Task directions -> Where "hand" occurs in a line of the entries below, copy that line.

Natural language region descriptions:
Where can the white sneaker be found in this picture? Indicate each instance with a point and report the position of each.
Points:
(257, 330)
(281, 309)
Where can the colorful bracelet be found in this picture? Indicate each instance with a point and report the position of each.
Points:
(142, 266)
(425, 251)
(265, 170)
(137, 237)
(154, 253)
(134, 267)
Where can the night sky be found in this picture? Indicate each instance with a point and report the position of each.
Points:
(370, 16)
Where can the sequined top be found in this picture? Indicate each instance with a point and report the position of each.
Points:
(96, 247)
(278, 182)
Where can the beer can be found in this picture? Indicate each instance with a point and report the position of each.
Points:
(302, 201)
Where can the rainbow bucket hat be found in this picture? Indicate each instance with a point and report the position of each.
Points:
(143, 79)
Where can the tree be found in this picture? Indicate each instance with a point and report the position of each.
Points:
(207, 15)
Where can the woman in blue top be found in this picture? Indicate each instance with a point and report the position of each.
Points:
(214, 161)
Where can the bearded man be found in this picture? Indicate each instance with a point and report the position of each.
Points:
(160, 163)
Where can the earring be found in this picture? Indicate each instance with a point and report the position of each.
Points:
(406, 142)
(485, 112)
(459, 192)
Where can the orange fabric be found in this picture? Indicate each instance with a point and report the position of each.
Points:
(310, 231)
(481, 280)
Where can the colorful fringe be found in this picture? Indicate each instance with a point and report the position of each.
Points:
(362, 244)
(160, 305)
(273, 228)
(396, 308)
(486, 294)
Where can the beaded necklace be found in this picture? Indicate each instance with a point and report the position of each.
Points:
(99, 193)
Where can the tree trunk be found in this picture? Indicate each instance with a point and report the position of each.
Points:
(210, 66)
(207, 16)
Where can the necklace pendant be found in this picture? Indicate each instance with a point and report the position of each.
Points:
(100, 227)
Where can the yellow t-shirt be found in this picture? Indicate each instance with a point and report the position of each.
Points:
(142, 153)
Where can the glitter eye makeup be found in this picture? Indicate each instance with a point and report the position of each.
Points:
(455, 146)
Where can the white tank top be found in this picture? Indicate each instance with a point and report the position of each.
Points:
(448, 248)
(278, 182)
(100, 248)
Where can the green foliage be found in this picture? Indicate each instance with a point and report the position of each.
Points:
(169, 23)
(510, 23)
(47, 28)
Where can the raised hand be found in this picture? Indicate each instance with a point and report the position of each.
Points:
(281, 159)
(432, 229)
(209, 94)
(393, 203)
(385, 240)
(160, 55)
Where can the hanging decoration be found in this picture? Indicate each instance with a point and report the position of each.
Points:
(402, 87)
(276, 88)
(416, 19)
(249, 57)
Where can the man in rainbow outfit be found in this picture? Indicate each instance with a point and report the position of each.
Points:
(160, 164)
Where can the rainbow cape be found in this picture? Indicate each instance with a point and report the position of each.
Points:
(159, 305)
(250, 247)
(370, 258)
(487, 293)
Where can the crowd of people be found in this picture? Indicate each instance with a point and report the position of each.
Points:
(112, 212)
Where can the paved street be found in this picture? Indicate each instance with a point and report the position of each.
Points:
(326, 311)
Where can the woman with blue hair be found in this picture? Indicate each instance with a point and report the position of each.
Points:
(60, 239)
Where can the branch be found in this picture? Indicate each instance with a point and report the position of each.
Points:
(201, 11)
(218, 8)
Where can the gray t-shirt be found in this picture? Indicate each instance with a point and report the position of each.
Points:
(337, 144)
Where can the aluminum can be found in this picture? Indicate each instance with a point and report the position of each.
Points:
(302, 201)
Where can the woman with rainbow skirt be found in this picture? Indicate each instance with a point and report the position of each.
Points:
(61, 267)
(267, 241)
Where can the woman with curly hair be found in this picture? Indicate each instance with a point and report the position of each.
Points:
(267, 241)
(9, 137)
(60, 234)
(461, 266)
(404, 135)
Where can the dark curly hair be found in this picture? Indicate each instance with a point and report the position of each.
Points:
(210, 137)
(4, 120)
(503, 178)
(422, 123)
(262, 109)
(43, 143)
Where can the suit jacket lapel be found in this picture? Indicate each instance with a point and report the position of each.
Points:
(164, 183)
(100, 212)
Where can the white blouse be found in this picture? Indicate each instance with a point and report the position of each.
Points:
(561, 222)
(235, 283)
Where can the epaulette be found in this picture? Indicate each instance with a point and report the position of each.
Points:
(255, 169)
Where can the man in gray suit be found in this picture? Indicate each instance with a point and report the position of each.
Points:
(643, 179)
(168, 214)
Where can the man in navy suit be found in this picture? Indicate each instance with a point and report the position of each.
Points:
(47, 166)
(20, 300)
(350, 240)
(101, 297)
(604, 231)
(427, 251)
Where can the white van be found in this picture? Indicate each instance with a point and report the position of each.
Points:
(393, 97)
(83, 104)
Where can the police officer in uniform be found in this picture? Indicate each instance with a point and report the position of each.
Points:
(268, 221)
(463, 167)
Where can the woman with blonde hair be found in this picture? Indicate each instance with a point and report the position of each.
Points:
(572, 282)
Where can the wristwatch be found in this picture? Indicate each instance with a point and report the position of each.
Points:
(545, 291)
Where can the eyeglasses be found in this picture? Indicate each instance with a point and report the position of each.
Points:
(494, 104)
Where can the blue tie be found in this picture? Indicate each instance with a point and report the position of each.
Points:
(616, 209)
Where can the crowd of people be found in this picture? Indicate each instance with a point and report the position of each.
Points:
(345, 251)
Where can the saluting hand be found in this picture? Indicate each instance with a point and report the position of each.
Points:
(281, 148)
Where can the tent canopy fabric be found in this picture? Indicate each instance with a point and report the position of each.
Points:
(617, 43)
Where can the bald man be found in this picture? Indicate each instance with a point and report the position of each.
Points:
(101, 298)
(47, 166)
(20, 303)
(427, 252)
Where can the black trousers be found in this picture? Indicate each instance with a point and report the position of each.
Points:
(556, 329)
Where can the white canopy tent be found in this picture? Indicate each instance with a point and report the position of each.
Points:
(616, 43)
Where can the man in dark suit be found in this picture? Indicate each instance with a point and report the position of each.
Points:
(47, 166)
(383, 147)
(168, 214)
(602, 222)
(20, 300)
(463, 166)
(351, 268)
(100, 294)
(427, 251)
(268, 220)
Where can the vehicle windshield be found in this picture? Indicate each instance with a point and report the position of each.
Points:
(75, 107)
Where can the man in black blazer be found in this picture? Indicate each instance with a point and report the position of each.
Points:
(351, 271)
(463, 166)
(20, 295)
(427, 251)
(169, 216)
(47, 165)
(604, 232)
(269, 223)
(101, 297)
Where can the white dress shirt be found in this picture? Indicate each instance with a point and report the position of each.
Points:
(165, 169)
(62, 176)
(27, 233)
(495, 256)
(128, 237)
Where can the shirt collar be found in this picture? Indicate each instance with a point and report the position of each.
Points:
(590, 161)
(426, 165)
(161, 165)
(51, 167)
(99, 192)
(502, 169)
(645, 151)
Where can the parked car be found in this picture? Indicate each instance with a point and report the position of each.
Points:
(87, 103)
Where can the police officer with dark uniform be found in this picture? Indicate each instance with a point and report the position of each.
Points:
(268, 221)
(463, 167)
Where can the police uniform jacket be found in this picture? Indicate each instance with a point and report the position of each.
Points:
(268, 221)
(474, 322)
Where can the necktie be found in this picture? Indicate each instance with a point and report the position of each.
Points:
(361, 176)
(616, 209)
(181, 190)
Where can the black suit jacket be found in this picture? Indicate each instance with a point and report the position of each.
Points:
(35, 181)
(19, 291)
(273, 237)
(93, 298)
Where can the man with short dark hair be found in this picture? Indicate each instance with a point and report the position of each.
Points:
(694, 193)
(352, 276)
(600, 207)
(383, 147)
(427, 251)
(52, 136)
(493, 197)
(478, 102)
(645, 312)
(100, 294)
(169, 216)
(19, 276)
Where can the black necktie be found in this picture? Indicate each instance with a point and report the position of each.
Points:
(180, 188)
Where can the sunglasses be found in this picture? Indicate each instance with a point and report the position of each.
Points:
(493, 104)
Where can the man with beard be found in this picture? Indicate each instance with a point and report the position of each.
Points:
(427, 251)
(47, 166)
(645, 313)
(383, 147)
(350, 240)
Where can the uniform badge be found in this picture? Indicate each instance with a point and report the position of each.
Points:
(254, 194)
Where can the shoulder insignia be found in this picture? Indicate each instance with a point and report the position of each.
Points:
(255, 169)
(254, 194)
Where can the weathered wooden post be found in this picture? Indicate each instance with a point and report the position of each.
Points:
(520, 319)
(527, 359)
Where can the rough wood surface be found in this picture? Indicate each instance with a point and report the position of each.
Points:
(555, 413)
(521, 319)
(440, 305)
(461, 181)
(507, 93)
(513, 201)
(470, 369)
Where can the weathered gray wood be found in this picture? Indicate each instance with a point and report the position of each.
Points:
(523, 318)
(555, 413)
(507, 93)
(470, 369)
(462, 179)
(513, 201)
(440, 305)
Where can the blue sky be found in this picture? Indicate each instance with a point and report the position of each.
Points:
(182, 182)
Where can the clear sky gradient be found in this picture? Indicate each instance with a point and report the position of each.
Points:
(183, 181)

Result ->
Where can the raised hand be found in this picture? Indicate each instance with a point and report the position of each.
Where can the saluting hand be found in this picture? Indicate each instance with a point and report the position of each.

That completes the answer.